◆ Information given ◆
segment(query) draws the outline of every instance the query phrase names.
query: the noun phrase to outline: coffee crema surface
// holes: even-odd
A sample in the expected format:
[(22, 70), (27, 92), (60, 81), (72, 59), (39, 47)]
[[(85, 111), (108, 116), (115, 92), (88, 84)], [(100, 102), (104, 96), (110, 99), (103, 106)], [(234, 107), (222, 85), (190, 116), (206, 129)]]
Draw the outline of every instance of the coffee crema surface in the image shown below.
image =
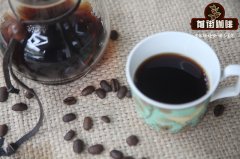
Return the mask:
[(183, 104), (204, 96), (208, 78), (188, 57), (164, 53), (150, 57), (137, 69), (134, 82), (147, 97), (162, 103)]

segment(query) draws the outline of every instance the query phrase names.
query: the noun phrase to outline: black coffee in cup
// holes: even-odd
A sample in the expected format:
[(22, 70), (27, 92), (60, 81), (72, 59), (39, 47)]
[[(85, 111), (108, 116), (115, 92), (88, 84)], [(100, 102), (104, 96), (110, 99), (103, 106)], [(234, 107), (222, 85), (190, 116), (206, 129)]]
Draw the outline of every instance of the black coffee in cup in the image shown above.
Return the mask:
[(208, 78), (195, 61), (174, 53), (150, 57), (137, 69), (137, 88), (147, 97), (169, 104), (183, 104), (204, 96)]

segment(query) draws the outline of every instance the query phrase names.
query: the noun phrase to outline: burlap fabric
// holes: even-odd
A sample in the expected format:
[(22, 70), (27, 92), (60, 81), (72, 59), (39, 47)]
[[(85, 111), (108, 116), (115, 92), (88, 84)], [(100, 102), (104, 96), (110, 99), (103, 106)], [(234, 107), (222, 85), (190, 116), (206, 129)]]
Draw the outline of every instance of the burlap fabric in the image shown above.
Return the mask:
[[(0, 0), (0, 2), (5, 0)], [(184, 31), (199, 33), (233, 33), (233, 38), (203, 38), (217, 52), (222, 67), (232, 63), (240, 63), (240, 34), (238, 31), (192, 31), (190, 20), (193, 17), (203, 17), (205, 6), (210, 0), (106, 0), (110, 13), (111, 26), (121, 34), (118, 41), (110, 42), (103, 60), (86, 77), (72, 83), (60, 86), (46, 86), (21, 78), (39, 94), (45, 112), (44, 124), (39, 133), (26, 142), (11, 158), (14, 159), (107, 159), (112, 149), (118, 149), (126, 155), (137, 159), (239, 159), (240, 158), (240, 99), (239, 97), (219, 100), (210, 104), (209, 111), (203, 121), (189, 131), (172, 135), (157, 133), (151, 130), (137, 117), (134, 103), (130, 99), (119, 100), (116, 94), (110, 93), (101, 100), (95, 95), (81, 97), (81, 90), (89, 85), (98, 86), (102, 79), (118, 78), (126, 84), (125, 63), (127, 55), (134, 45), (144, 37), (161, 31)], [(217, 0), (226, 10), (226, 17), (240, 17), (239, 0)], [(234, 83), (234, 79), (223, 85)], [(0, 85), (3, 86), (3, 73), (0, 71)], [(66, 106), (63, 98), (78, 97), (74, 106)], [(23, 113), (11, 111), (16, 102), (29, 104), (29, 109)], [(226, 106), (222, 117), (213, 116), (213, 106)], [(8, 142), (15, 141), (19, 136), (31, 129), (38, 118), (38, 106), (34, 99), (27, 100), (20, 96), (10, 95), (6, 103), (1, 103), (0, 123), (9, 125), (6, 136)], [(74, 112), (77, 120), (66, 124), (62, 116)], [(100, 121), (102, 115), (109, 115), (111, 124)], [(91, 116), (94, 127), (89, 132), (82, 128), (83, 118)], [(103, 144), (102, 155), (92, 156), (85, 150), (77, 155), (72, 151), (72, 142), (63, 140), (64, 134), (70, 130), (77, 131), (77, 138), (83, 139), (86, 147), (93, 144)], [(128, 147), (125, 139), (136, 134), (140, 144)]]

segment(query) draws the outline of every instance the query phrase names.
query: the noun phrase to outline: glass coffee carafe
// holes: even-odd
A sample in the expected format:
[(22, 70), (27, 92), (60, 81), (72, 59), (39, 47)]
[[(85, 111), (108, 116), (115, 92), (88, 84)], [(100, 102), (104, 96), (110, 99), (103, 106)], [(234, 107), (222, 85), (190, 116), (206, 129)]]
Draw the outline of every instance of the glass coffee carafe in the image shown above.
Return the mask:
[(110, 24), (102, 0), (3, 0), (1, 55), (13, 36), (14, 71), (45, 84), (82, 77), (99, 61)]

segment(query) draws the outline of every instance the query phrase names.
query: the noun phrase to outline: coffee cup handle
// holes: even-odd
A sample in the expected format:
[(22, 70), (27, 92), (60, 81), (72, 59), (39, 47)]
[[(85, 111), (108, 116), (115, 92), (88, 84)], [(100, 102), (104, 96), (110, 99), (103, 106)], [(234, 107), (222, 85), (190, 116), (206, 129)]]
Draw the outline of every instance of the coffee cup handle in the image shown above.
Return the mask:
[(214, 95), (211, 98), (211, 101), (215, 101), (217, 99), (222, 99), (226, 97), (234, 97), (240, 94), (240, 65), (229, 65), (227, 66), (222, 73), (221, 80), (226, 79), (227, 77), (238, 76), (238, 81), (235, 85), (218, 88)]

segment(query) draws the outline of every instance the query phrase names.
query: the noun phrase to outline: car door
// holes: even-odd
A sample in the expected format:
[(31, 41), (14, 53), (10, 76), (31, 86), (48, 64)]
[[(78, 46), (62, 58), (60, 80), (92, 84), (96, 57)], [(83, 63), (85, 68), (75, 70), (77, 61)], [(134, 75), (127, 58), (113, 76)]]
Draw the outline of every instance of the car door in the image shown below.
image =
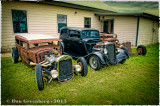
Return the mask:
[(70, 50), (72, 50), (74, 53), (76, 53), (79, 56), (86, 55), (84, 43), (81, 39), (79, 31), (69, 30), (69, 43), (70, 43)]
[(21, 60), (22, 62), (29, 64), (28, 54), (27, 54), (27, 43), (20, 41), (20, 54), (21, 54)]
[(68, 34), (68, 29), (64, 28), (64, 29), (61, 29), (61, 32), (60, 32), (60, 39), (62, 39), (62, 41), (64, 42), (64, 45), (65, 45), (65, 52), (68, 51), (69, 49), (69, 34)]

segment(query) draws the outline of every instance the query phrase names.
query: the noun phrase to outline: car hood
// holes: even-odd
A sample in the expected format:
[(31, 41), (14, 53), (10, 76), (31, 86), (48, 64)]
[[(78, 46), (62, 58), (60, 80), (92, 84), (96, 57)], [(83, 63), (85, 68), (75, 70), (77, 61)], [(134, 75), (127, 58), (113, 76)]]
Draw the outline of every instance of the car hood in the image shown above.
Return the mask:
[(85, 38), (83, 39), (85, 42), (101, 42), (101, 39), (100, 38)]

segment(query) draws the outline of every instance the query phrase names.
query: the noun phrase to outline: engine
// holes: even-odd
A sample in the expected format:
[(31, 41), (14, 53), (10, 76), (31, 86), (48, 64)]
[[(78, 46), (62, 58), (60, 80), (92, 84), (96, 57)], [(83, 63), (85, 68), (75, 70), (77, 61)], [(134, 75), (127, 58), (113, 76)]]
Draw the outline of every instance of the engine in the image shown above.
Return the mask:
[(48, 63), (54, 63), (60, 55), (61, 54), (58, 53), (58, 50), (54, 48), (52, 52), (50, 52), (48, 55), (45, 55), (45, 61)]

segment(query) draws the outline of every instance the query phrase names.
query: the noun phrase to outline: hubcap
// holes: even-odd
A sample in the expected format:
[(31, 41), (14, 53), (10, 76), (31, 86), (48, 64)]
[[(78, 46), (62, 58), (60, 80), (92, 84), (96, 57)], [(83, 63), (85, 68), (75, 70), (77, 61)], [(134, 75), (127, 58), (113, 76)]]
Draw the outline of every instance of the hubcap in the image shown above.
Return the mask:
[(142, 53), (143, 53), (142, 48), (138, 48), (138, 54), (142, 54)]
[(89, 59), (89, 64), (90, 64), (90, 66), (91, 66), (93, 69), (96, 69), (96, 68), (97, 68), (97, 59), (92, 56), (92, 57)]

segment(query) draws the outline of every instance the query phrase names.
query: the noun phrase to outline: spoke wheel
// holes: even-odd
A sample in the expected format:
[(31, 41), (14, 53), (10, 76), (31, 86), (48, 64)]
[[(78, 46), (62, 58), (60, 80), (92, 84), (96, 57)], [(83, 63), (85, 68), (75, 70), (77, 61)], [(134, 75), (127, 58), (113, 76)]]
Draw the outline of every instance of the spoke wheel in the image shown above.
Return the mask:
[(94, 70), (100, 70), (102, 68), (102, 64), (97, 56), (93, 55), (89, 58), (89, 65)]

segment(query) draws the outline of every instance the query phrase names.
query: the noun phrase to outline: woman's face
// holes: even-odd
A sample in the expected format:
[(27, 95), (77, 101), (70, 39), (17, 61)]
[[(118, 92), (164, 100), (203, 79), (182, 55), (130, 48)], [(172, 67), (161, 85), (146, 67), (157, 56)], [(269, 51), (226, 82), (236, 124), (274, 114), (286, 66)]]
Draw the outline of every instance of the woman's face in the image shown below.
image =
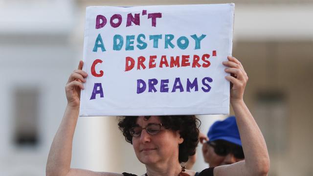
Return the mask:
[[(148, 124), (159, 124), (158, 116), (152, 116), (148, 120), (144, 116), (137, 119), (136, 124), (144, 128)], [(133, 145), (138, 159), (145, 164), (166, 163), (169, 160), (178, 161), (179, 145), (183, 141), (179, 131), (165, 130), (164, 127), (157, 133), (151, 135), (142, 130), (138, 137), (133, 137)]]

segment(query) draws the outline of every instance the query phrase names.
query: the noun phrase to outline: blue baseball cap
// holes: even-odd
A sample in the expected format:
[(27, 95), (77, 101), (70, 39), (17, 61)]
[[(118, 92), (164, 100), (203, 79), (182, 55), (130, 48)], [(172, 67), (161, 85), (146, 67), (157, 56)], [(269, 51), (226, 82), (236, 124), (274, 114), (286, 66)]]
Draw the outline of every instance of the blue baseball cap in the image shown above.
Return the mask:
[(222, 139), (242, 146), (234, 116), (215, 122), (210, 128), (207, 136), (210, 141)]

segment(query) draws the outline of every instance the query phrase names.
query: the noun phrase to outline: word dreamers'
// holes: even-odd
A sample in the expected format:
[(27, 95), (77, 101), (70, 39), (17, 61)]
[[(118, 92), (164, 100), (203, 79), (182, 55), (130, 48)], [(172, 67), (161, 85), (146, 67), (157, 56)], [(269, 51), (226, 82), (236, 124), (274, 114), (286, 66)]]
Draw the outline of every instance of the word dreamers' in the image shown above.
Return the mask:
[[(156, 19), (162, 18), (162, 13), (147, 13), (146, 10), (143, 10), (141, 13), (142, 16), (147, 15), (148, 19), (151, 19), (151, 26), (153, 27), (156, 26)], [(133, 23), (135, 25), (140, 25), (140, 14), (136, 13), (134, 16), (132, 13), (130, 13), (127, 14), (126, 18), (126, 27), (132, 25)], [(110, 23), (112, 27), (116, 28), (119, 27), (122, 22), (123, 21), (123, 17), (120, 14), (114, 14), (112, 15), (110, 19)], [(96, 18), (96, 29), (101, 28), (107, 24), (107, 18), (103, 15), (98, 15)]]
[[(212, 56), (216, 56), (216, 51), (213, 51)], [(137, 69), (145, 69), (147, 67), (149, 69), (156, 67), (172, 68), (180, 66), (191, 66), (193, 68), (202, 66), (203, 68), (207, 68), (211, 65), (211, 63), (208, 60), (210, 57), (210, 55), (208, 54), (203, 54), (201, 57), (195, 54), (191, 56), (191, 58), (190, 55), (181, 55), (181, 57), (180, 56), (168, 57), (166, 55), (162, 55), (160, 59), (156, 55), (153, 55), (149, 56), (149, 62), (146, 62), (146, 58), (141, 56), (137, 58)], [(132, 70), (134, 67), (135, 65), (136, 65), (136, 61), (134, 59), (131, 57), (126, 57), (125, 71)]]
[[(175, 45), (176, 45), (180, 49), (183, 50), (187, 48), (189, 45), (189, 40), (193, 39), (195, 42), (194, 49), (201, 49), (201, 41), (206, 35), (202, 34), (198, 37), (196, 34), (194, 34), (191, 35), (191, 38), (189, 39), (188, 39), (188, 37), (183, 36), (176, 38), (175, 36), (173, 34), (165, 34), (164, 35), (164, 38), (162, 34), (149, 35), (149, 40), (151, 41), (150, 42), (150, 44), (153, 45), (153, 48), (158, 48), (159, 40), (163, 41), (164, 48), (165, 49), (174, 48), (176, 46)], [(136, 36), (136, 38), (135, 37), (134, 35), (127, 35), (125, 37), (124, 42), (124, 38), (122, 36), (119, 34), (115, 35), (113, 37), (112, 49), (115, 51), (121, 50), (124, 44), (125, 49), (126, 51), (133, 51), (135, 47), (140, 50), (146, 49), (148, 46), (148, 43), (146, 42), (146, 36), (143, 34), (140, 34)], [(136, 38), (135, 40), (135, 38)], [(134, 44), (135, 41), (136, 42), (136, 44)], [(100, 48), (102, 52), (106, 51), (104, 46), (104, 43), (102, 40), (100, 34), (99, 34), (97, 37), (92, 51), (97, 52), (98, 48)]]

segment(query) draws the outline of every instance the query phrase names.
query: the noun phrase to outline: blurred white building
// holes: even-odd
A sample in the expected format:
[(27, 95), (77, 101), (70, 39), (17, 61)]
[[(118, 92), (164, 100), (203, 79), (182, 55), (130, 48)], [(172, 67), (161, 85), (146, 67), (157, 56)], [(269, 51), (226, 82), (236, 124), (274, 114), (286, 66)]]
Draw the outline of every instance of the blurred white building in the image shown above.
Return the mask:
[[(43, 176), (82, 58), (86, 7), (236, 3), (233, 55), (265, 136), (270, 176), (313, 175), (313, 0), (0, 0), (0, 175)], [(201, 116), (201, 131), (223, 117)], [(114, 117), (80, 117), (72, 166), (142, 174)], [(200, 151), (194, 169), (206, 167)]]

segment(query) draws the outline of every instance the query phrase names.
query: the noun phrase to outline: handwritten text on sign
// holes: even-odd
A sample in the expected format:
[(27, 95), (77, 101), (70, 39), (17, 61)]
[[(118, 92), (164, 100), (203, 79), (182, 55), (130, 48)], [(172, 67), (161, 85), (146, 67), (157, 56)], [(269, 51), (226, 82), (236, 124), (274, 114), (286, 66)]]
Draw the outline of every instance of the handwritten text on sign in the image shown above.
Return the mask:
[[(221, 63), (231, 54), (233, 4), (90, 7), (87, 12), (84, 69), (90, 76), (81, 115), (229, 110)], [(213, 98), (219, 100), (209, 103)]]

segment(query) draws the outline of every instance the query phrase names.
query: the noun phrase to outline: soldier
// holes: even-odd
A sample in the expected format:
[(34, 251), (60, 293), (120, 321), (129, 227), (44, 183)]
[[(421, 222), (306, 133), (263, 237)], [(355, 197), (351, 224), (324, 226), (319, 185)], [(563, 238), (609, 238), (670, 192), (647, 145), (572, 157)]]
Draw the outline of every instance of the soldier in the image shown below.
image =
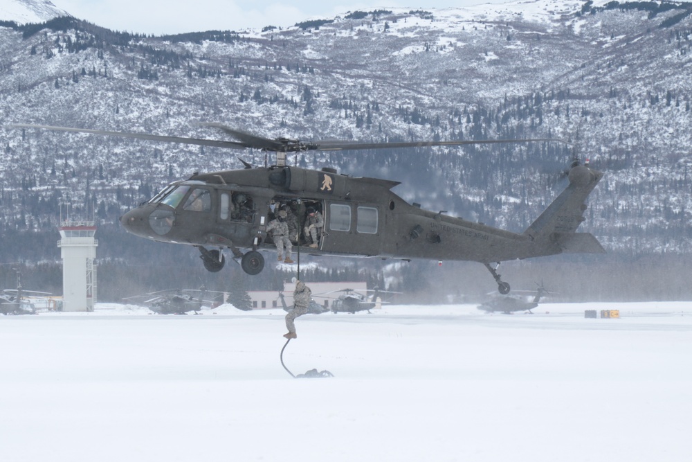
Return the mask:
[(286, 339), (290, 340), (298, 338), (293, 320), (307, 312), (307, 308), (311, 299), (312, 291), (310, 290), (310, 287), (305, 285), (302, 281), (296, 281), (295, 290), (293, 290), (293, 309), (286, 315), (286, 327), (289, 332), (284, 334), (284, 337)]
[(288, 204), (281, 206), (282, 211), (286, 212), (286, 224), (289, 225), (289, 238), (291, 243), (298, 243), (298, 217), (293, 213)]
[(279, 261), (284, 260), (284, 247), (285, 246), (286, 260), (284, 260), (284, 263), (293, 263), (293, 260), (291, 259), (293, 245), (291, 244), (291, 240), (289, 239), (289, 225), (286, 223), (285, 211), (280, 211), (278, 216), (269, 222), (269, 224), (266, 227), (266, 232), (270, 231), (271, 231), (271, 238), (274, 241), (274, 245), (276, 246), (276, 251), (278, 254), (277, 260)]
[(309, 247), (317, 249), (319, 242), (318, 236), (321, 232), (320, 230), (324, 225), (325, 220), (322, 218), (322, 213), (312, 207), (309, 208), (307, 209), (307, 218), (305, 220), (305, 228), (303, 230), (305, 232), (305, 238), (307, 238), (308, 235), (309, 235), (312, 239), (312, 242)]

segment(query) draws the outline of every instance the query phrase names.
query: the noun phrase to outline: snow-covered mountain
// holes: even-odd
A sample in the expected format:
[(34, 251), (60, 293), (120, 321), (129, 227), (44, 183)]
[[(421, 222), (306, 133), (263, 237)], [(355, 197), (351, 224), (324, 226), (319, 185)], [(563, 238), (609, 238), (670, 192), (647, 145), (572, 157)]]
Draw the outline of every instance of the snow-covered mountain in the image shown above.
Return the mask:
[(13, 21), (18, 24), (45, 22), (70, 15), (49, 0), (3, 0), (0, 3), (0, 21)]
[[(394, 190), (407, 200), (520, 231), (559, 192), (572, 156), (590, 157), (606, 175), (583, 231), (611, 251), (686, 253), (691, 12), (533, 0), (161, 37), (70, 17), (8, 24), (0, 110), (6, 123), (206, 138), (219, 134), (194, 122), (302, 139), (560, 138), (576, 152), (550, 143), (290, 160), (403, 181)], [(170, 180), (242, 167), (236, 152), (89, 135), (4, 130), (0, 142), (0, 213), (15, 231), (52, 229), (60, 202), (95, 202), (114, 222)]]

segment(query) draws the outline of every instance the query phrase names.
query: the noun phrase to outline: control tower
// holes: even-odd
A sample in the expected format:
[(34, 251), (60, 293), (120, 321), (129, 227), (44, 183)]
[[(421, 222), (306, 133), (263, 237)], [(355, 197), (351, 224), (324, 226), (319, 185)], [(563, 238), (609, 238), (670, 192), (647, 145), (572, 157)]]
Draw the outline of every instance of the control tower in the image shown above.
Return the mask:
[(58, 228), (62, 257), (62, 310), (93, 311), (96, 302), (96, 247), (93, 222), (62, 222)]

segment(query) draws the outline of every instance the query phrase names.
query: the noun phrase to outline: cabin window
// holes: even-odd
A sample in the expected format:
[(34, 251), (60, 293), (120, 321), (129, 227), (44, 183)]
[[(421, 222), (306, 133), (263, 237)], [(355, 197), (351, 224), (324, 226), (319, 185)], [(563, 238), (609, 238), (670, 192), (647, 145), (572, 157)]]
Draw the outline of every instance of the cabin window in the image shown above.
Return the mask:
[(161, 204), (165, 204), (175, 208), (189, 190), (190, 186), (178, 186), (163, 198)]
[(329, 229), (351, 231), (351, 206), (341, 204), (329, 204)]
[(221, 205), (219, 206), (219, 217), (221, 220), (228, 220), (228, 206), (230, 204), (230, 197), (228, 193), (221, 193)]
[(366, 234), (377, 233), (377, 209), (374, 207), (358, 207), (356, 231)]
[(183, 210), (193, 212), (208, 212), (212, 209), (212, 197), (209, 191), (201, 188), (195, 188), (190, 193), (188, 200), (183, 206)]

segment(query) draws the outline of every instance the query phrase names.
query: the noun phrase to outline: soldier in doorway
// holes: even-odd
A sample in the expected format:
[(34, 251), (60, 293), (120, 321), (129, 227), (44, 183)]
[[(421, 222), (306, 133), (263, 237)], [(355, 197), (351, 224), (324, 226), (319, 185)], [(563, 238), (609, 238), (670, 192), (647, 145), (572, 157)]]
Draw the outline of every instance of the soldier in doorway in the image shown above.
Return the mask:
[(312, 241), (309, 247), (317, 249), (319, 244), (319, 236), (322, 232), (322, 228), (325, 226), (325, 220), (322, 217), (322, 213), (313, 207), (307, 209), (307, 217), (305, 218), (305, 228), (303, 231), (305, 233), (305, 238), (309, 236)]
[[(293, 263), (291, 259), (291, 252), (293, 251), (293, 245), (289, 239), (289, 225), (286, 223), (286, 212), (279, 211), (277, 216), (274, 220), (269, 222), (266, 227), (266, 231), (271, 233), (271, 238), (276, 246), (276, 251), (278, 260), (284, 260), (284, 263)], [(286, 248), (286, 259), (284, 260), (284, 248)]]

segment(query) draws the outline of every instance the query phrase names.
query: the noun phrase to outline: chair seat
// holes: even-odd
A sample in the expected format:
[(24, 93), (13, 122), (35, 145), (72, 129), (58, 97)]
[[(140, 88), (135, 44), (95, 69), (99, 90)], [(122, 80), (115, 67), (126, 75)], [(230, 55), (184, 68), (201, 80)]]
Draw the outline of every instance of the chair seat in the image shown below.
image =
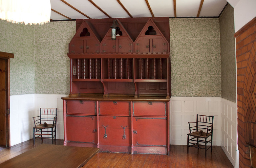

◆ What you are asked to do ◆
Quote the lines from the start of the records through the line containing "97), (162, 103)]", leaving out the pictures.

◆ Result for this task ◆
segment(query) draws the outline of every instance the query phrase names.
query: the noun phrase to outline: coffee crema surface
// holes: even-odd
A sample in the expected format:
[(22, 70), (27, 92), (60, 81), (72, 59), (39, 47)]
[[(85, 111), (108, 116), (115, 92), (88, 84)], [(100, 102), (104, 96), (110, 99), (103, 106)], [(234, 107), (222, 85), (190, 116), (206, 129)]]
Draw the outline of every instance of the coffee crema surface in the image shown below.
image =
Return the mask:
[(183, 104), (204, 96), (208, 78), (188, 57), (164, 53), (150, 57), (137, 69), (134, 82), (147, 97), (162, 103)]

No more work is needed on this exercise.